原文:
代码放入自定义函数中报错:
原代码,目的是去除万恶'\u202a'
csvfilename = r'D:\R\R\data\taobao_data.csv'
csvfilename = csvfilename.strip('\u202a')#除去不可见字符
dta = pd.read_csv(csvfilename, encoding = 'gbk') #encoding不可去除
不想每次等报错后再来运行这三行代码,于是写下:
def easyread(a):
import pandas as pd #导入pandas
if '\u202a' in a: #检查有无万恶字符
a = a.strip('\u202a')
data = pd.read_csv(a, encoding = 'gbk')
return data
else:
data= pd.read_csv(a)
return data
data1=easyread(r'D:\R\R\data\taobao_data.csv')
报错:
UnicodeDecodeError: 'utf-8' codec can't decode byte 0xb7 in position 354: invalid start byte
为什么原代码运行后没有问题,加入自定义函数就出现了编码问题呢?如何改进我的代码?

条目:

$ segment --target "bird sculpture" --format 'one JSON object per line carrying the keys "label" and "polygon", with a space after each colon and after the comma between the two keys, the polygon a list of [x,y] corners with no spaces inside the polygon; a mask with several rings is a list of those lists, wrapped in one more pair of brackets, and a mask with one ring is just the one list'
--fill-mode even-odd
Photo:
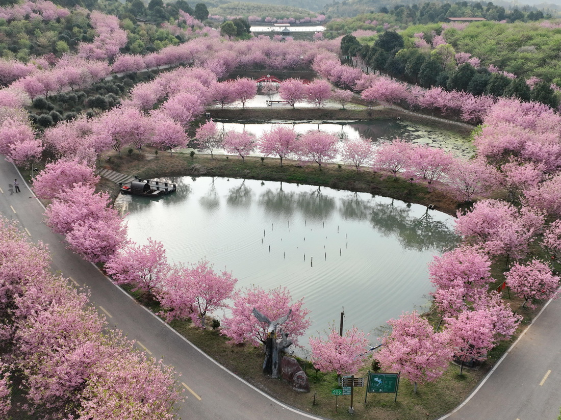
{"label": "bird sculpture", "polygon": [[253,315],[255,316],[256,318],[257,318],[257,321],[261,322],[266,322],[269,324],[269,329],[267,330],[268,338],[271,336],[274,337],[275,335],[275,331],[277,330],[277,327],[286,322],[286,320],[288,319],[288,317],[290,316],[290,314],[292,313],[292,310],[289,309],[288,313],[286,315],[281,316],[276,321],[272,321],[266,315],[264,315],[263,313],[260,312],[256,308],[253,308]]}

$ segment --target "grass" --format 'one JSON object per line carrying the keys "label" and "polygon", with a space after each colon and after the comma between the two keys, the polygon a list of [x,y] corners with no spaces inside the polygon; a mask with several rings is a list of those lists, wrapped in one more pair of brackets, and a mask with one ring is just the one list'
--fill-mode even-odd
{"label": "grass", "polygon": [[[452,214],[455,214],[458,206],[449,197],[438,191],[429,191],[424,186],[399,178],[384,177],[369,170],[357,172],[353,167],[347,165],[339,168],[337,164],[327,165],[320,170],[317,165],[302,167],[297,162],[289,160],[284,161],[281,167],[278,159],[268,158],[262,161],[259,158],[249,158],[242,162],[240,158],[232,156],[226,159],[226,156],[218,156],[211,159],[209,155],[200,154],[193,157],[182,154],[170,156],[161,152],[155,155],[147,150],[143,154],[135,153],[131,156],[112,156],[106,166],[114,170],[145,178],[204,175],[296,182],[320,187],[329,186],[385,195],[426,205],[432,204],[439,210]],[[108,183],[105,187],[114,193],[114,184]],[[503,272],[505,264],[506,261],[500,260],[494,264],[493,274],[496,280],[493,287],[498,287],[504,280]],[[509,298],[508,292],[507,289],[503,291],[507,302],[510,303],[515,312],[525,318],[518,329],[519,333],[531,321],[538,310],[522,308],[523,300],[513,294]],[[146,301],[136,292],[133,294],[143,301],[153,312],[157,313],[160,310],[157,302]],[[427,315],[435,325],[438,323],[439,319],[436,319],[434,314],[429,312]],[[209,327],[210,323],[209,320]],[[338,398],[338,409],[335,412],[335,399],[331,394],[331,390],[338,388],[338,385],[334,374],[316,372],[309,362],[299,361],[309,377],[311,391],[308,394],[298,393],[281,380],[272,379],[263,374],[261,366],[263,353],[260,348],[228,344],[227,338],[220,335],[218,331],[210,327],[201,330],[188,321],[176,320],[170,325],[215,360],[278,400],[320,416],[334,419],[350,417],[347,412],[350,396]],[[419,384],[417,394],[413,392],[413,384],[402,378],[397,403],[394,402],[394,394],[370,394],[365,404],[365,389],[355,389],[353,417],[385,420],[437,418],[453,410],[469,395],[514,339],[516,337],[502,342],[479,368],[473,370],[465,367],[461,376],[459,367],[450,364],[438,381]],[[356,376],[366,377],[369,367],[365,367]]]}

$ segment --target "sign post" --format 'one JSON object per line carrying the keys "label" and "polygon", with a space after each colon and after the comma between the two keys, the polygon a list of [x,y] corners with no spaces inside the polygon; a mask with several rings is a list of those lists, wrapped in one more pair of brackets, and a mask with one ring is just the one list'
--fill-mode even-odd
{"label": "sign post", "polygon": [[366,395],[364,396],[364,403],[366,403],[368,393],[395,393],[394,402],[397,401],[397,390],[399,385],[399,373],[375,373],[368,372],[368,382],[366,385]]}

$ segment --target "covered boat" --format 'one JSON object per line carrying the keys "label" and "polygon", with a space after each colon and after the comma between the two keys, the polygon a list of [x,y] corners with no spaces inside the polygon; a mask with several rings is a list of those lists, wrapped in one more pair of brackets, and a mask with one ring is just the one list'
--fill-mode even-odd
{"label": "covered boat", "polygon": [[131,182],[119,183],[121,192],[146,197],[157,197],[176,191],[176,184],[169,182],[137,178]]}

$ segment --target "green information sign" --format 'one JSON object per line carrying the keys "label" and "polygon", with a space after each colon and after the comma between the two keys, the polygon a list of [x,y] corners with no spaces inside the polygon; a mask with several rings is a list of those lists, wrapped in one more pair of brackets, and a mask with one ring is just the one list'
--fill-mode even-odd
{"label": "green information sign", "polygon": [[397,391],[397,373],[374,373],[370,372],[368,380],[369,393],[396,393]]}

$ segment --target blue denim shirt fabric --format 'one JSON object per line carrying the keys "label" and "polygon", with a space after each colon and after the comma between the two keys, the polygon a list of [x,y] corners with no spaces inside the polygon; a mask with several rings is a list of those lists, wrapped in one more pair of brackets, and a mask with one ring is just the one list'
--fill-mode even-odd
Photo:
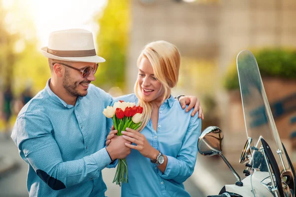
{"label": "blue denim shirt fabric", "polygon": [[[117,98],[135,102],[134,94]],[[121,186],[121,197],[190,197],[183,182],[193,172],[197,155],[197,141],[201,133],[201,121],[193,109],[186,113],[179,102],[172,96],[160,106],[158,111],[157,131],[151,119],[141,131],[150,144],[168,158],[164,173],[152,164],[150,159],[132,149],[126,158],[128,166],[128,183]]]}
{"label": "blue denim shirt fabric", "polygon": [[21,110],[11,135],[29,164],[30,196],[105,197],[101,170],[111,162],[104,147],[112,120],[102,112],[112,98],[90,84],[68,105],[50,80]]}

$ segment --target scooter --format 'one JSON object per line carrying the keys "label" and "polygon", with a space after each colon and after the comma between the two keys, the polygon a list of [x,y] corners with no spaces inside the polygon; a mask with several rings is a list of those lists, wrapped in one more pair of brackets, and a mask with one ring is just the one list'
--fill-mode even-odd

练习任务:
**a.** 能否把条目中从包含“segment --target scooter”的那一行起、一直到条目末尾的所有行逐字照抄一遍？
**b.** 这篇关于自定义函数读取 CSV 时报编码错误的帖子，能从最后一句之后接着往下写吗？

各题答案:
**a.**
$ segment --target scooter --format 'one JSON object per line carrying the keys "label" and "polygon", with a space after each colon and after the comma between the two keys, the polygon a list of [x,y] corners with no spaces inside the polygon; a mask with several rings is a list of those lists, wrapped in one more pair of brackets, and a mask with one ring is just the one list'
--fill-mode even-odd

**b.**
按回答更新后,仍然报同样的错:
def easyread(a):
import pandas as pd
if '\u202a' in a:
a = a.strip('\u202a')
try:
data = pd.read_csv(a,encoding = 'gbk')
except UnicodeDecodeError:
data = pd.read_csv(a,encoding = 'utf-8')
except UnicodeDecodeError:
data = pd.read_csv(a,encoding = 'gb18030')
except UnicodeDecodeError:
data = pd.read_csv(a,encoding = 'ansi')
return data
else:
data= pd.read_csv(a)
return data
data1=easyread('D:\\R\\R\\data\\taobao_data.csv')